▶ Requirements
Please gather each line of the records below that contains the string "dense". Copy those lines in full.

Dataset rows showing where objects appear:

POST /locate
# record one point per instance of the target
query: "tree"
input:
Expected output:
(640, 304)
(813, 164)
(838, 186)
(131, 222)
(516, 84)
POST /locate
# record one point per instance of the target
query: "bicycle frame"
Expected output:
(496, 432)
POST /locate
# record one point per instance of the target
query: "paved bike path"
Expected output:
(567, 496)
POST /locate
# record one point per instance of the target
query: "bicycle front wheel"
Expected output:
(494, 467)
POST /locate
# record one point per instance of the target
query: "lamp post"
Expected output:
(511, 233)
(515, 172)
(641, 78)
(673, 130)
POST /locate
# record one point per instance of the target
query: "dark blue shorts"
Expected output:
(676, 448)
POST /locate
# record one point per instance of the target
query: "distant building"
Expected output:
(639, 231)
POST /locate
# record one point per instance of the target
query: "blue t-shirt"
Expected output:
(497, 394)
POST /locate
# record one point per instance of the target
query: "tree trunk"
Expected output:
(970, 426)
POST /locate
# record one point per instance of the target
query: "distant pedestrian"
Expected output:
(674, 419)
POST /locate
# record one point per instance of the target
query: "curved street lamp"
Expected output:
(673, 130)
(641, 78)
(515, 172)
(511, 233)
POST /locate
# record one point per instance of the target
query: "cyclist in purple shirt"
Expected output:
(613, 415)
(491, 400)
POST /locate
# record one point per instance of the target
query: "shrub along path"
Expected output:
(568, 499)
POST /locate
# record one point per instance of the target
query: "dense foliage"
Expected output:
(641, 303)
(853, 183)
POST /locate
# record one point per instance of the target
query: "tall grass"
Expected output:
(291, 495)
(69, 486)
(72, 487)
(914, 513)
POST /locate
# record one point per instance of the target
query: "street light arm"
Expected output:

==

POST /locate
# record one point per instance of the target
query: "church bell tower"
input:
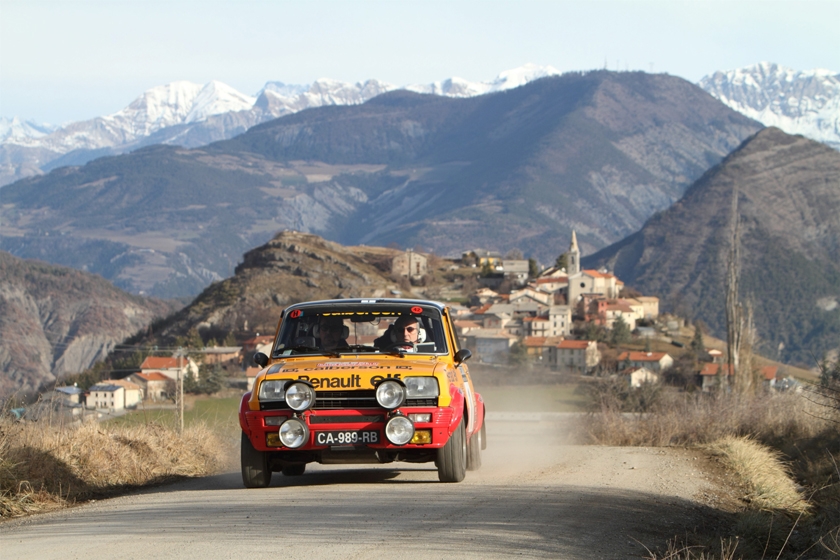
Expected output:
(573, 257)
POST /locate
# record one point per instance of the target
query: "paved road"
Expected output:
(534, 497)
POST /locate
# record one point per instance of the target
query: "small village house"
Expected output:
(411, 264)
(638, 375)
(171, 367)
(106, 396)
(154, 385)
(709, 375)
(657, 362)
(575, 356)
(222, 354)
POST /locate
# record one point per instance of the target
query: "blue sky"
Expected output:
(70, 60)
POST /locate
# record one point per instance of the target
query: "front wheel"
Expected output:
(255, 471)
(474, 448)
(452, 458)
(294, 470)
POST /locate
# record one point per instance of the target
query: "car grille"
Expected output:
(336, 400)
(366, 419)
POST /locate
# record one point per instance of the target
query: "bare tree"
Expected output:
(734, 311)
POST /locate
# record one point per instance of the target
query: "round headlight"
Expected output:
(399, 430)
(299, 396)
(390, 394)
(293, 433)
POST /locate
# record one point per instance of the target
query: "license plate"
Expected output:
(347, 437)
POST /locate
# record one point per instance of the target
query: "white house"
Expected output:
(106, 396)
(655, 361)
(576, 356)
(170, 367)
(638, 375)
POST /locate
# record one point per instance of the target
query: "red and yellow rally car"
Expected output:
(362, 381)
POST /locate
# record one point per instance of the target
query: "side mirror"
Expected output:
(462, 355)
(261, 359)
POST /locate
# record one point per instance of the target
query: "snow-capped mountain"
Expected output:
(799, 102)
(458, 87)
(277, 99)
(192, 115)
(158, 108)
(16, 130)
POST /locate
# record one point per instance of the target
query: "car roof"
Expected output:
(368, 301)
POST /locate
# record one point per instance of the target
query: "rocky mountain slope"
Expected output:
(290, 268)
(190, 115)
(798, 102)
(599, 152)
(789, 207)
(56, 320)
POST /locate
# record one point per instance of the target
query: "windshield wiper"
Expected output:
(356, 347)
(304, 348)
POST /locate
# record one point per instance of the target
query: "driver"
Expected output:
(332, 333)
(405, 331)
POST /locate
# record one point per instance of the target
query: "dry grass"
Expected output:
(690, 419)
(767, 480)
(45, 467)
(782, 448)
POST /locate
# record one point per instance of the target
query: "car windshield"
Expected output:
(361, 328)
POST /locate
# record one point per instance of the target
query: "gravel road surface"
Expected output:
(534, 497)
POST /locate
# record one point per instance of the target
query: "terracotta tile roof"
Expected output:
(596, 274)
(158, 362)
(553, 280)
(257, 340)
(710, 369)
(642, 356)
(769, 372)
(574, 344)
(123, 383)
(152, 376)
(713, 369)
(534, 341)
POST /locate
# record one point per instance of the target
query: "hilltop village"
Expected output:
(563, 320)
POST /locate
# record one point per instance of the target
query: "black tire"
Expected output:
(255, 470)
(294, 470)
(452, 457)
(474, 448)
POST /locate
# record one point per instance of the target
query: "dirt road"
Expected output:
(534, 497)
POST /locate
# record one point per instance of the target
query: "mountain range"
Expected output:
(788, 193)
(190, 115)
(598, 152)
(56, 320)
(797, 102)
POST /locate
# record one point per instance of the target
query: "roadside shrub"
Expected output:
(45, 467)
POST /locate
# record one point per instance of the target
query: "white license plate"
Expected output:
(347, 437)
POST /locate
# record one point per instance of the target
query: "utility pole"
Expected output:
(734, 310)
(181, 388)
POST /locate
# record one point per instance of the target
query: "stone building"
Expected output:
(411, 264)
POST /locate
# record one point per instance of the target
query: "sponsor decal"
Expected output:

* * *

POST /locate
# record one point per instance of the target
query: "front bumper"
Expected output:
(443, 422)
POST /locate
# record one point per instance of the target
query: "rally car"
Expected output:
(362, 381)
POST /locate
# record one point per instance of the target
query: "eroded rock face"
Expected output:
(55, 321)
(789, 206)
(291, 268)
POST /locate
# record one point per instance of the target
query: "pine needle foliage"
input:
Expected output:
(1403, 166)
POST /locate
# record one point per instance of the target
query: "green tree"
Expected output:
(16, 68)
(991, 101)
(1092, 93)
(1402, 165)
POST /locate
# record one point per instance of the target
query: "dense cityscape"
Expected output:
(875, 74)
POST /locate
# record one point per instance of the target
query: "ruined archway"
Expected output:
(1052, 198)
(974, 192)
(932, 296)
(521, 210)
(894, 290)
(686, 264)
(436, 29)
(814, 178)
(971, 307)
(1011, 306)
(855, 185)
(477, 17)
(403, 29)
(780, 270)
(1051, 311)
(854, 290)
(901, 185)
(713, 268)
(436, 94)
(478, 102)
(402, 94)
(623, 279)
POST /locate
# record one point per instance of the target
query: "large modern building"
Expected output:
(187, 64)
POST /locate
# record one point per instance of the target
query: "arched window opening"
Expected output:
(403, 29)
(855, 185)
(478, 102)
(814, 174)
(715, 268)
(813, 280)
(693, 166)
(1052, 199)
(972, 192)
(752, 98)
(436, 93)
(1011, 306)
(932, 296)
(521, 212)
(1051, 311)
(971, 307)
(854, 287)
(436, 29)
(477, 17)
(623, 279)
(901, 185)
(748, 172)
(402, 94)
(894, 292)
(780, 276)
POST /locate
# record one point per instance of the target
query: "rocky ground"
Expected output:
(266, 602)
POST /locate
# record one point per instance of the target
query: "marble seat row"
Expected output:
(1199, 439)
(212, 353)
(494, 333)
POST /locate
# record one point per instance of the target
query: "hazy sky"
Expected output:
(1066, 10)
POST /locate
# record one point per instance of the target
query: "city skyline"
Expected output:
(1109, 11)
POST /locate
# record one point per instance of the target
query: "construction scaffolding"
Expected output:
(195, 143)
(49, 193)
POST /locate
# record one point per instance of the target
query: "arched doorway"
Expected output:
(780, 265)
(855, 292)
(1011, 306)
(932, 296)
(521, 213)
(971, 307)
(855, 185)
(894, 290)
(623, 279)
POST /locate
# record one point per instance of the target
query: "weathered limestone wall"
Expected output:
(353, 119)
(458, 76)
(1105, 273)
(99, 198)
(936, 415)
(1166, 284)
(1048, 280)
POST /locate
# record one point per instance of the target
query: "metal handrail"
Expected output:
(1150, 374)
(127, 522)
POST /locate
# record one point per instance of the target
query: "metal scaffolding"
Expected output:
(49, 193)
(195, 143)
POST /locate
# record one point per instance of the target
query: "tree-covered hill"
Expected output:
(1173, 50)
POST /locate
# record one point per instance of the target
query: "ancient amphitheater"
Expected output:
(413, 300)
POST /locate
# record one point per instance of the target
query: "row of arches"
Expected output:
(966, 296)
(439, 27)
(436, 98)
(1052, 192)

▶ Solution to the exercise
query: "dense foliage"
query: "dense cityscape"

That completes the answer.